= WHAT YOU NEED TO DO =
A. What three colors make up the Army Combat Uniform pattern, according to the forum thread on painting ACU uniforms?
B. Please resume the forum thread on painting ACU uniforms, picking up right after its final line.

— BEGIN GIVEN PASSAGE —

The thing is there is no "right" color. You can get 10 soldiers to line up and find all 10 vary in uniform color and shade. Dye lots vary. Uniforms lighten with use, washing, sun, etc. And then there is scale effect where something in 1/35 scale tends to look more realistic if painted in a bit lighter tones than the full size item.


----------



## Pete McKay (Dec 20, 2006)

And I think that's exactly it Dj, the uniforms are intended to look different based on their environment. Again reading the Wiki says "The color scheme of the Army Combat Uniform is composed of a slate gray, desert sand and foliage green pixel pattern, which becomes darker or lighter depending on exposure to sunlight"...I think by being close with the increasing reflectance numbers I should be good enough. I made the mistake a year ago in some of the details of a Desert Storm submission that took 3 tries to correct according to some of the vets, I'd like to try to narrow it to 2 corrections this time.


----------



## djnick66 (May 2, 2008)

You may consider using the available ACU decals and just cut to the chase

http://www.modelarmour.com/index.ph...1875:applying-acu-camouflage-decals&Itemid=59


----------



## Pete McKay (Dec 20, 2006)

There ya go, $12, can't beat that with a stick! Would you happen to know of anyone who has an EOD in a bomb suit in 1/35th? I thought DML had a Hong Kong PD or something that was close but I sort of want to do a Hurt Locker dio soon too.


----------



## djnick66 (May 2, 2008)

Hmmm I don't do a lot with modern stuff. Trumpeter has some modern US contractor types and a few sets of soldiers. Most of the Dragon stuff is old, Desert Storm vintage, and also probably out of production. They did do some Hong Kong guys at one time. They may have been the same figures as another Dragon set, just reboxed and with some new guns. Those were out over a decade back. Tamiya has a set of modern Japanese peace keepers that may be of some use. Revell Germany may have had some soft plastic German/NATO guys.


----------



## Owen E Oulton (Jan 6, 2012)

You really can't go wrong. Most Rebs didn't actually wear grey anyway , but rather homespun clothes in what they called "butternut" a greyish tan or beige.

Every soldier would be in a different variant colour. Just do whatever looks "right" to you, and it will be OK.


----------



## djnick66 (May 2, 2008)

what on earth are you talking about? ACU is the new military camo uniform. Not ACW as in American Civil War.


----------



## Pete McKay (Dec 20, 2006)

— END GIVEN PASSAGE —
— BEGIN GIVEN INFORMATION —

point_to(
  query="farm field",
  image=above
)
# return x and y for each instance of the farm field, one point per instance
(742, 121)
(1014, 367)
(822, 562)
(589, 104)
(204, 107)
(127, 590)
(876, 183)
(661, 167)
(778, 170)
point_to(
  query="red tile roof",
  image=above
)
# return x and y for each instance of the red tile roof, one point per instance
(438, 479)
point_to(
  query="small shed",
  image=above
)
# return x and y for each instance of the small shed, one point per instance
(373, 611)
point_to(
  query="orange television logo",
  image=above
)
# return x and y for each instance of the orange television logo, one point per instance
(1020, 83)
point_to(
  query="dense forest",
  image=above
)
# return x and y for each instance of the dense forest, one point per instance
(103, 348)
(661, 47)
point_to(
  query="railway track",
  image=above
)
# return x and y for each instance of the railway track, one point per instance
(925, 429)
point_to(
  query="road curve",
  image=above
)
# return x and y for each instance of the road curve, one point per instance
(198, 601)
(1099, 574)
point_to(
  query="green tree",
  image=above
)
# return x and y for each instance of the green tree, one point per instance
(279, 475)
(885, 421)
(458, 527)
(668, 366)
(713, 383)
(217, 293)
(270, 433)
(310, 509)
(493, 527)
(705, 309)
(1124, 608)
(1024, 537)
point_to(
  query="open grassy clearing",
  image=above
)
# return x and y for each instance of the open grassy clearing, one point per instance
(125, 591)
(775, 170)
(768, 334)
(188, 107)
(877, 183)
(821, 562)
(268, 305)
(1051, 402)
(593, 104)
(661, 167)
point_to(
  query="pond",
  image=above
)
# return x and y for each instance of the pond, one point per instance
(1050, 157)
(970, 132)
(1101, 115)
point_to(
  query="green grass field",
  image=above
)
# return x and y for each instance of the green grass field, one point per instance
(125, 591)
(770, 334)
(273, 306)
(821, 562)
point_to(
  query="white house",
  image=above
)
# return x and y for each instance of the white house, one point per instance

— END GIVEN INFORMATION —

= TASK RESULTS =
A. Slate gray, desert sand and foliage green.

B.
I think I may be getting a pass on this one. Talked to the guy behind the display and told him what it was costing me (this is a donated project) and we sat down and decided that I could timeline it between 2008 when the primary vehicle (M1151 EAC) was introduced in theater and 2010 when the Multicam made it into OEF use. This means I can use the DCU, which I can paint, saving me having to buy 2 and possibly 3 of those very cool decal sheets...which I may get one of anyway. I got the M1151 today, all I can say is "Wow". I haven't done anything military for maybe 5 years, these models have come a long way.


----------



## Pete McKay (Dec 20, 2006)

OK, got 1 of several figures done. Tried experimenting with a few things, still working on weathering his face and correcting the jagged neck line a little. 

http://www.youtube.com/watch?v=p5budAQUZF0&feature=youtu.be


----------



## znix16 (Apr 24, 2020)

I have the same issue about colors and no one on here seemed to answer that question. The colors can be lightened with a little white to give them a faded look but I need the actual colors to start. Anyone please??


----------



## Milton Fox Racing (May 27, 2014)

znix16 said:


> I have the same issue about colors and no one on here seemed to answer that question. The colors can be lightened with a little white to give them a faded look but I need the actual colors to start. Anyone please??


So in your first post here you criticize others - for not responding to your 'previous' posts?


----------



## K.I.T.T (Mar 11, 2013)

znix16 said:


> I have the same issue about colors and no one on here seemed to answer that question. The colors can be lightened with a little white to give them a faded look but I need the actual colors to start. Anyone please??


Tread lightly @znix16 , this post has been inactive for years now. Don't go complaining because someone has yet to answer.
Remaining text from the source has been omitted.